TASK DETAILS
Quote exactly, and only, the lines from the one with "# coordinates come" through the end of the listing.
*** EXCERPTED DATA Section Begins ***
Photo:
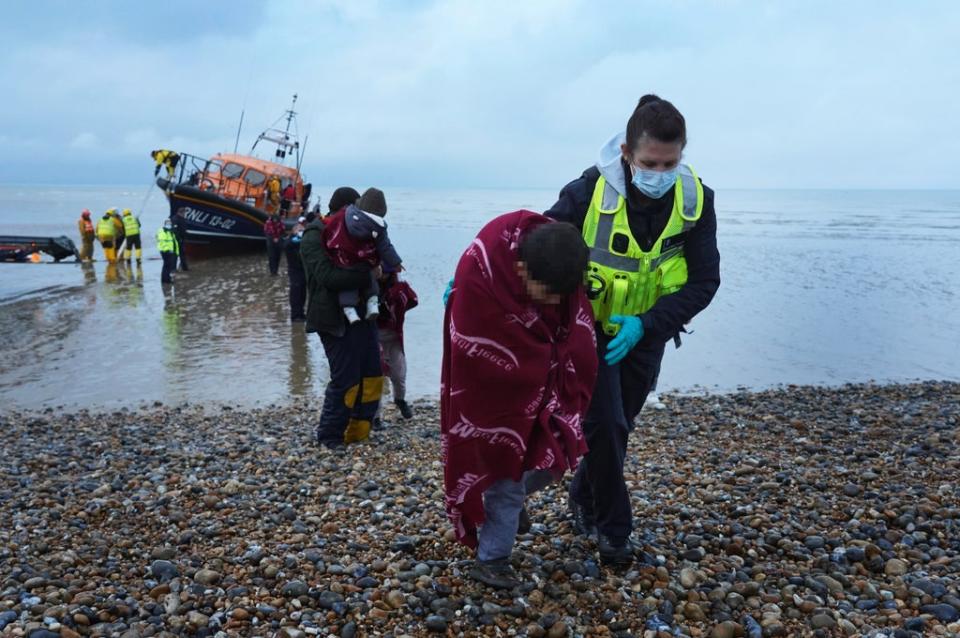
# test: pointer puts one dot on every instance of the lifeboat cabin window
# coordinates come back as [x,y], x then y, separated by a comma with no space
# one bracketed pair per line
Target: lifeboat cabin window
[254,177]
[232,170]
*** EXCERPTED DATA Section Ends ***
WORKED SOLUTION
# coordinates come back as [x,y], x then y, separated by a comma with no space
# one bracketed pair per line
Target: lifeboat cabin window
[254,177]
[232,170]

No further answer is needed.